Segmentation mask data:
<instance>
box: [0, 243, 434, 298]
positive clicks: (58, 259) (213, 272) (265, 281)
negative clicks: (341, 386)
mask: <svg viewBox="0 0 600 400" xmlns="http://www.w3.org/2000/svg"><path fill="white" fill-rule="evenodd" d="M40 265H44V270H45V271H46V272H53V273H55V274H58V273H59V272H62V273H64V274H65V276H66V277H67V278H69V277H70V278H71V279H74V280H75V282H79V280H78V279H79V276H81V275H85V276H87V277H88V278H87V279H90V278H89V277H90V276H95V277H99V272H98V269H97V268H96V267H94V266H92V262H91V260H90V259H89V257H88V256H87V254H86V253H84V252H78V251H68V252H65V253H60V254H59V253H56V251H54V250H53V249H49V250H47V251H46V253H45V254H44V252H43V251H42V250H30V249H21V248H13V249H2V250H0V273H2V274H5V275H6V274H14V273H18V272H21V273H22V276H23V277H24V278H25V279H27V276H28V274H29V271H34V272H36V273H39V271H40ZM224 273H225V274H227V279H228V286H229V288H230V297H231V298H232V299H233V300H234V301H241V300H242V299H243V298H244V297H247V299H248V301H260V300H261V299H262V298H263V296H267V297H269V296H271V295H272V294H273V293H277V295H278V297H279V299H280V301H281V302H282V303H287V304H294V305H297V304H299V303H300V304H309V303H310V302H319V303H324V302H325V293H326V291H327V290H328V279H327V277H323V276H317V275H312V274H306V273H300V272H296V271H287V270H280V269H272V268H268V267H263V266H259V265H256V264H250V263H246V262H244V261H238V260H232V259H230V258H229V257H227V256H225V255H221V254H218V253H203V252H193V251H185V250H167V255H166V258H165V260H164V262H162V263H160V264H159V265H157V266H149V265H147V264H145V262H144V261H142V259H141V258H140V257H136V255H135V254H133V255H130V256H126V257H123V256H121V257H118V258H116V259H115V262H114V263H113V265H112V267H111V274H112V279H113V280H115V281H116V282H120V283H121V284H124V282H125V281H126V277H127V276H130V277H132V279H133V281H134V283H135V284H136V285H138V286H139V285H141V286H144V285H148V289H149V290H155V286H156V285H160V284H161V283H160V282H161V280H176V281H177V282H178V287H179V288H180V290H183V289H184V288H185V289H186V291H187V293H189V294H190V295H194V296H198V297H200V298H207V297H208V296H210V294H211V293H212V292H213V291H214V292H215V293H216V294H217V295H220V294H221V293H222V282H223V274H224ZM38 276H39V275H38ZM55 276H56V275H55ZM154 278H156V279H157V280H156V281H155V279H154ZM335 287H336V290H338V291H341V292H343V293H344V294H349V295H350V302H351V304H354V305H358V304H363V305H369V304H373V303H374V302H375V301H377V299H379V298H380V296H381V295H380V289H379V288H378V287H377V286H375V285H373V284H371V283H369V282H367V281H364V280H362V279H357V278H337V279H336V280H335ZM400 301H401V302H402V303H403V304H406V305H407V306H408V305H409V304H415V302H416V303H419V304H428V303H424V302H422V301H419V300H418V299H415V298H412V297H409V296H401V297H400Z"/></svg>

## How to complete this task
Only a number is asked for here: the count of lines in the records that hold "clicks".

## Result
2